● **The records**
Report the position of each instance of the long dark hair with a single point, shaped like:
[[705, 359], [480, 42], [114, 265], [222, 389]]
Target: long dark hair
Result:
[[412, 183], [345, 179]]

● **Exercise directions**
In the material, find each line with the word "dark" and list it.

● **Task solution**
Report the position of each instance of the long dark hair with a single point, shaped like:
Target: long dark hair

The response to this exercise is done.